Exercise material:

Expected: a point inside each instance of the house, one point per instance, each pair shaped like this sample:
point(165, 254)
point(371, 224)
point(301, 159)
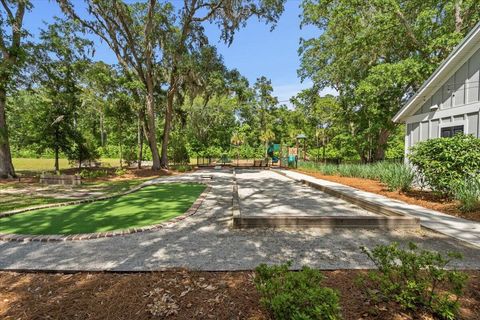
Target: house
point(449, 101)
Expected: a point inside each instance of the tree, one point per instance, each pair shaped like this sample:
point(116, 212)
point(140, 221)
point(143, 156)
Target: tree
point(132, 32)
point(143, 34)
point(378, 57)
point(187, 36)
point(12, 56)
point(60, 60)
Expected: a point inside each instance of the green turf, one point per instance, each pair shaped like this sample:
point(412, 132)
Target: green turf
point(148, 206)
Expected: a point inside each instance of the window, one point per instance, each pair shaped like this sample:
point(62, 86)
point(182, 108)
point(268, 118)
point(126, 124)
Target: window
point(448, 132)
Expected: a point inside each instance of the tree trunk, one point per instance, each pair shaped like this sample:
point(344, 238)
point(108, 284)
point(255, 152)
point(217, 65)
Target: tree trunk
point(152, 139)
point(141, 116)
point(166, 128)
point(6, 165)
point(57, 166)
point(458, 16)
point(381, 144)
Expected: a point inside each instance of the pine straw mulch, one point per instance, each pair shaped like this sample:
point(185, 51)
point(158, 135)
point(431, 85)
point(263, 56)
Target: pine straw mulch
point(417, 197)
point(179, 294)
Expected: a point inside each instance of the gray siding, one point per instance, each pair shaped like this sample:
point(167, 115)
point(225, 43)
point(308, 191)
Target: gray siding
point(421, 131)
point(461, 89)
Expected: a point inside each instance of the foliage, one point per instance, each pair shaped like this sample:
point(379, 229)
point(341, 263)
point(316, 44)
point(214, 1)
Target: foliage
point(444, 162)
point(467, 193)
point(296, 295)
point(378, 57)
point(396, 176)
point(415, 279)
point(93, 174)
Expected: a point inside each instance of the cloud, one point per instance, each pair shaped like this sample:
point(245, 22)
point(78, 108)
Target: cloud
point(285, 91)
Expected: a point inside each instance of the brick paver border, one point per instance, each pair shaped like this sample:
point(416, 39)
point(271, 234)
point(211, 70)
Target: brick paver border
point(88, 236)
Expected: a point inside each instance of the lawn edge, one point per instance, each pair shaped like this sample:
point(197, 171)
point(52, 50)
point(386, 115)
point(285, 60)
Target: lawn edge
point(88, 236)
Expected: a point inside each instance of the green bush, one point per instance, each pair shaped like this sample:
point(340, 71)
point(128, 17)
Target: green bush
point(444, 162)
point(183, 168)
point(94, 173)
point(467, 193)
point(121, 172)
point(415, 279)
point(296, 295)
point(398, 177)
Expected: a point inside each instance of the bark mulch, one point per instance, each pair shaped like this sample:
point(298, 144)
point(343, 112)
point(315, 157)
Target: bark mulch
point(417, 197)
point(179, 294)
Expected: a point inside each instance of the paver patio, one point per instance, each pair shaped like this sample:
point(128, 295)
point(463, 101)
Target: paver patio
point(205, 241)
point(458, 228)
point(264, 193)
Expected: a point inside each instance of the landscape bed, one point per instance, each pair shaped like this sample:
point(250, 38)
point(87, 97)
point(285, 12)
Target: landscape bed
point(148, 206)
point(207, 295)
point(416, 197)
point(277, 201)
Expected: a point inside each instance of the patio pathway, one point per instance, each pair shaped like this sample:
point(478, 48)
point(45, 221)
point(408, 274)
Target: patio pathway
point(265, 193)
point(455, 227)
point(206, 242)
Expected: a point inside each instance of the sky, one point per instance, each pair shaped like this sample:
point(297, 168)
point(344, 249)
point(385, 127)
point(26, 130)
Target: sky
point(256, 51)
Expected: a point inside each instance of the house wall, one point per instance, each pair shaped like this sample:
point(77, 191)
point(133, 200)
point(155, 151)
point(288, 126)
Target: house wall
point(456, 102)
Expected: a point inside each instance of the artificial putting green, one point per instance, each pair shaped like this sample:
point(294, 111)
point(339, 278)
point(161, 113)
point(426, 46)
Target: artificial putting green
point(147, 206)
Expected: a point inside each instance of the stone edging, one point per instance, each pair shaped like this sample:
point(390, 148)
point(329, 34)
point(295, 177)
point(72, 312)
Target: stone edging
point(88, 236)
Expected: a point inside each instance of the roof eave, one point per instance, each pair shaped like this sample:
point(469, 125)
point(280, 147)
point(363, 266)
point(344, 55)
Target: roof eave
point(402, 114)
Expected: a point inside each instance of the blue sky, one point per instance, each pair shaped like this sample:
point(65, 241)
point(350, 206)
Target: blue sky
point(255, 50)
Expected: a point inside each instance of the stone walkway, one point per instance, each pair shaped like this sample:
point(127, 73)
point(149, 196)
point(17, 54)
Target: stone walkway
point(265, 193)
point(455, 227)
point(205, 241)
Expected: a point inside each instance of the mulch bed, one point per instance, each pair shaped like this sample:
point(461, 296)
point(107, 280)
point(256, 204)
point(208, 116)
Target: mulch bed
point(417, 197)
point(179, 294)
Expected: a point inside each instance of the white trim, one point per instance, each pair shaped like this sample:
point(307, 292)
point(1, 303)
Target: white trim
point(469, 41)
point(469, 108)
point(463, 123)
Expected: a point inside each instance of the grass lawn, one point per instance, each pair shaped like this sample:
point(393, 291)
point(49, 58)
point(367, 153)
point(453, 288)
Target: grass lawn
point(33, 164)
point(56, 194)
point(148, 206)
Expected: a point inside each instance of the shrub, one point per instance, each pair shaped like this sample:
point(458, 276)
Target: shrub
point(468, 193)
point(183, 168)
point(398, 177)
point(121, 172)
point(442, 162)
point(93, 174)
point(296, 295)
point(415, 278)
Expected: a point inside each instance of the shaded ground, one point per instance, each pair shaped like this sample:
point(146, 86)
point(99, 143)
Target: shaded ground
point(188, 295)
point(206, 242)
point(417, 197)
point(147, 206)
point(265, 193)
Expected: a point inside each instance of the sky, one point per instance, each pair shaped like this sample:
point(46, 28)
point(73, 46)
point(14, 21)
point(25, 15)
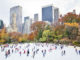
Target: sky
point(30, 7)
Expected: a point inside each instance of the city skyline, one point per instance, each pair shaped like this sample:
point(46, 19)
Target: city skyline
point(30, 7)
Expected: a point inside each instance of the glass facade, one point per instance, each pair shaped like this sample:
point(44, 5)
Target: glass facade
point(18, 11)
point(47, 14)
point(35, 17)
point(50, 14)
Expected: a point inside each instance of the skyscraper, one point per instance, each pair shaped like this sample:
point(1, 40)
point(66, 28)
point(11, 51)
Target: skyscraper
point(1, 24)
point(17, 10)
point(50, 14)
point(35, 17)
point(27, 25)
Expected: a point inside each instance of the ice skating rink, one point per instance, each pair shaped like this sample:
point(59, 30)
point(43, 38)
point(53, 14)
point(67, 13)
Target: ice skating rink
point(50, 51)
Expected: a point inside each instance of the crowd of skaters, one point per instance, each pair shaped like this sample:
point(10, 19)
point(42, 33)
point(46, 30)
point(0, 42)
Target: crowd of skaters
point(34, 50)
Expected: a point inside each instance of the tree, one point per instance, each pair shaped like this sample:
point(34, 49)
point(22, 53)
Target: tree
point(38, 27)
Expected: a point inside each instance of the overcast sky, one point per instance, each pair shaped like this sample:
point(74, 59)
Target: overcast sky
point(30, 7)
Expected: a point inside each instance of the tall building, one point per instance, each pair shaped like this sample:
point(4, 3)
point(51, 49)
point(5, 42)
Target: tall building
point(50, 14)
point(17, 10)
point(35, 17)
point(1, 24)
point(27, 25)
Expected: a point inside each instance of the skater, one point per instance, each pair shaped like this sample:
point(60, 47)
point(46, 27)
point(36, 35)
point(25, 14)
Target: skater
point(6, 54)
point(76, 51)
point(79, 52)
point(28, 52)
point(33, 54)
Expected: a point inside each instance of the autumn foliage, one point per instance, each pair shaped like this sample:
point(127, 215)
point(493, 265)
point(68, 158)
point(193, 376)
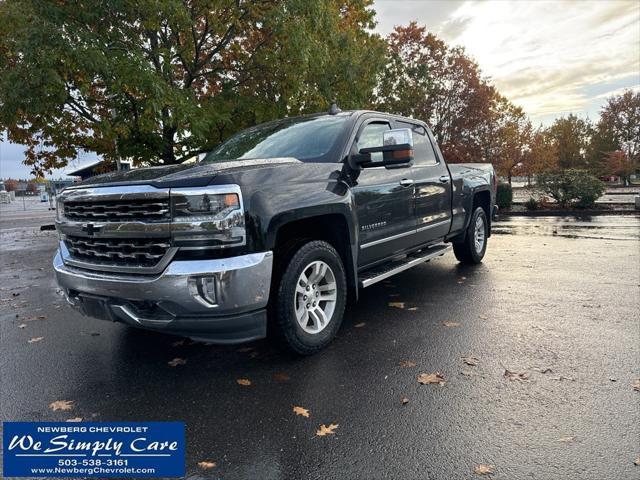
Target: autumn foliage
point(158, 82)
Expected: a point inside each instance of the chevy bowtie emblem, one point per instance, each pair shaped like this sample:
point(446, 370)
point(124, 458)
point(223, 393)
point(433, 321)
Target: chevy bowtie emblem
point(91, 229)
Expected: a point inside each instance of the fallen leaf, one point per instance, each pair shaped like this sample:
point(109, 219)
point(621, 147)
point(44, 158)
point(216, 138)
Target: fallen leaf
point(407, 363)
point(471, 361)
point(522, 376)
point(324, 430)
point(451, 324)
point(177, 361)
point(567, 439)
point(484, 469)
point(301, 411)
point(61, 405)
point(281, 377)
point(431, 378)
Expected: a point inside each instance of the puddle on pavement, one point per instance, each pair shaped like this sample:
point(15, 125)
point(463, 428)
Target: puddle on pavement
point(618, 227)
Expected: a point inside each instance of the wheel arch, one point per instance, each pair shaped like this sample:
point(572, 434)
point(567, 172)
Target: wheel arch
point(288, 230)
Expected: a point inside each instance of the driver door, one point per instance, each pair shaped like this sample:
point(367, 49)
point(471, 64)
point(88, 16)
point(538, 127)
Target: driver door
point(384, 201)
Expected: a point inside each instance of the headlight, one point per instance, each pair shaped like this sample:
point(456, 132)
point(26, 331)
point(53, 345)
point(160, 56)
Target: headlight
point(207, 217)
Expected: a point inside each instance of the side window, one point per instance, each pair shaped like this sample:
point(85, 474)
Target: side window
point(422, 148)
point(371, 136)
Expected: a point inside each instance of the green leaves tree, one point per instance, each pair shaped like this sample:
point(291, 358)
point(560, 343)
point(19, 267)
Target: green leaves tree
point(162, 81)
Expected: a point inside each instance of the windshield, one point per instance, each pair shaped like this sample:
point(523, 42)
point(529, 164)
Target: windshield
point(303, 138)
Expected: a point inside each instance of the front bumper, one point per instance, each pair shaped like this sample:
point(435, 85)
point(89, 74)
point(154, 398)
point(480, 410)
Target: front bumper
point(231, 310)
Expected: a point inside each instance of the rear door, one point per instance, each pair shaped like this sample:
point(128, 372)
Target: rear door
point(432, 187)
point(384, 200)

Work to be completed: Leaving out every picture, repeat exactly the lines of the records from the start through the line that has "point(217, 65)".

Output for this exercise:
Expected: a point inside each instance of the house, one point per instance, each pair shaped like this sample:
point(165, 254)
point(371, 224)
point(301, 159)
Target: house
point(449, 101)
Expected: a point inside each instance of the tree, one point per instance, each pair shaped like this sample:
point(116, 212)
point(140, 221)
point(143, 156)
Target: tree
point(132, 32)
point(143, 34)
point(378, 57)
point(187, 36)
point(12, 56)
point(60, 60)
Expected: a point inside each instance of the green turf, one point per instance, each pair shaped like this sample:
point(412, 132)
Target: green turf
point(148, 206)
Expected: a point inside each instance of the window, one point per instance, each pair shaped like this sample:
point(62, 86)
point(182, 108)
point(268, 118)
point(126, 124)
Target: window
point(448, 132)
Expected: a point inside each instance of the tree trunk, one point per instance, each pair shaped like this sample:
point(344, 238)
point(108, 284)
point(255, 152)
point(217, 65)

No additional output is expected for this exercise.